-------- Provided data

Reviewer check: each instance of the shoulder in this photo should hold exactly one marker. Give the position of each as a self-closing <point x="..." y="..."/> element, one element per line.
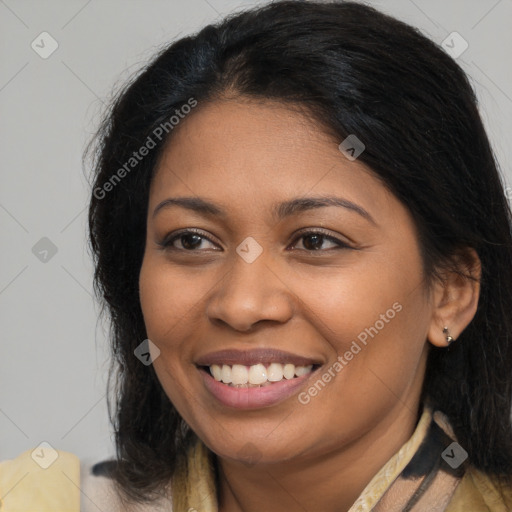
<point x="46" y="479"/>
<point x="477" y="489"/>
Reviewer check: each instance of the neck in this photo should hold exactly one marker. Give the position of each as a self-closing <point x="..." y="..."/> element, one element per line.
<point x="330" y="482"/>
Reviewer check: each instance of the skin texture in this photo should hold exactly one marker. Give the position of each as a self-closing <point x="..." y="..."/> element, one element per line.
<point x="245" y="156"/>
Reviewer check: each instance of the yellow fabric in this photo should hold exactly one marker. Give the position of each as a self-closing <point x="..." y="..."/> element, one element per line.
<point x="27" y="486"/>
<point x="379" y="484"/>
<point x="476" y="492"/>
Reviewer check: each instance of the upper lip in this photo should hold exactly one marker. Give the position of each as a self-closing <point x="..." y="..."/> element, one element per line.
<point x="254" y="356"/>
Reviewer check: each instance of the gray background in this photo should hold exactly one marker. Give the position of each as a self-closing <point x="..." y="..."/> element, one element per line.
<point x="53" y="363"/>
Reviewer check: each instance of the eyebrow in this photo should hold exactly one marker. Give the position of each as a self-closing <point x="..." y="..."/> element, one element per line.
<point x="279" y="211"/>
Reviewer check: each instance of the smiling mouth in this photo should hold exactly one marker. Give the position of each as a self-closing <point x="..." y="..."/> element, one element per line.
<point x="258" y="375"/>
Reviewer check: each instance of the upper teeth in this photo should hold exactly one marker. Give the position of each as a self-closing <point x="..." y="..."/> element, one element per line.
<point x="257" y="374"/>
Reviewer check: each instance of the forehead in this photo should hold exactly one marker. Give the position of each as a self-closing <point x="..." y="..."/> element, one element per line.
<point x="253" y="152"/>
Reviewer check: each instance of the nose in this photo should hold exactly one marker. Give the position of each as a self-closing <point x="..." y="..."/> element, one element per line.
<point x="250" y="293"/>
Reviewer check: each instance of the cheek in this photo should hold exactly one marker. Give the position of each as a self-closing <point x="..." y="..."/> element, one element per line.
<point x="167" y="298"/>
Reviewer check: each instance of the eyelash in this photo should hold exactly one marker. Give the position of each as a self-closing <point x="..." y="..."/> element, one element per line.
<point x="167" y="242"/>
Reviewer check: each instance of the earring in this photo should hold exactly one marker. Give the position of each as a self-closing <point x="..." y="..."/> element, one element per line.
<point x="449" y="339"/>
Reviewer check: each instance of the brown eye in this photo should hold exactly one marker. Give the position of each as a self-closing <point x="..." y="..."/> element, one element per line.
<point x="189" y="240"/>
<point x="314" y="241"/>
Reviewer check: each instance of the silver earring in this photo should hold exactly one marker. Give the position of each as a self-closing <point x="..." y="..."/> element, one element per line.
<point x="446" y="332"/>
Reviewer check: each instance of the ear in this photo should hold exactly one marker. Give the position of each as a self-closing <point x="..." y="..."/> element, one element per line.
<point x="455" y="298"/>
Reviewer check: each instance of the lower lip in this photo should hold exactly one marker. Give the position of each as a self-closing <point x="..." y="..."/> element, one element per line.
<point x="253" y="398"/>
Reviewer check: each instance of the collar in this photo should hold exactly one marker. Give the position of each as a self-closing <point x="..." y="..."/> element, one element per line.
<point x="422" y="475"/>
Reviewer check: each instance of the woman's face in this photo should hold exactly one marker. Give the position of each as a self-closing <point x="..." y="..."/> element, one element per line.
<point x="274" y="276"/>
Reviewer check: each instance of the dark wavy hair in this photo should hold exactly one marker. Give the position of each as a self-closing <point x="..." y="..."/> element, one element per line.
<point x="356" y="71"/>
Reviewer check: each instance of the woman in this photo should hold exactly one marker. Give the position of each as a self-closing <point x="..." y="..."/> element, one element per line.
<point x="318" y="247"/>
<point x="302" y="239"/>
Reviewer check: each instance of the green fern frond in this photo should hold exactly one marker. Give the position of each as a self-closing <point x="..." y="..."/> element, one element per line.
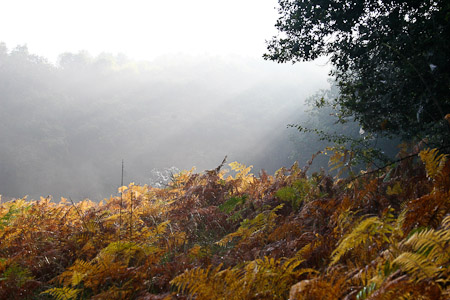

----------------

-- Exercise objective --
How many lines in the rows above contain the string "woman"? Case counts, and the answer should be the number alone.

-- Problem solution --
2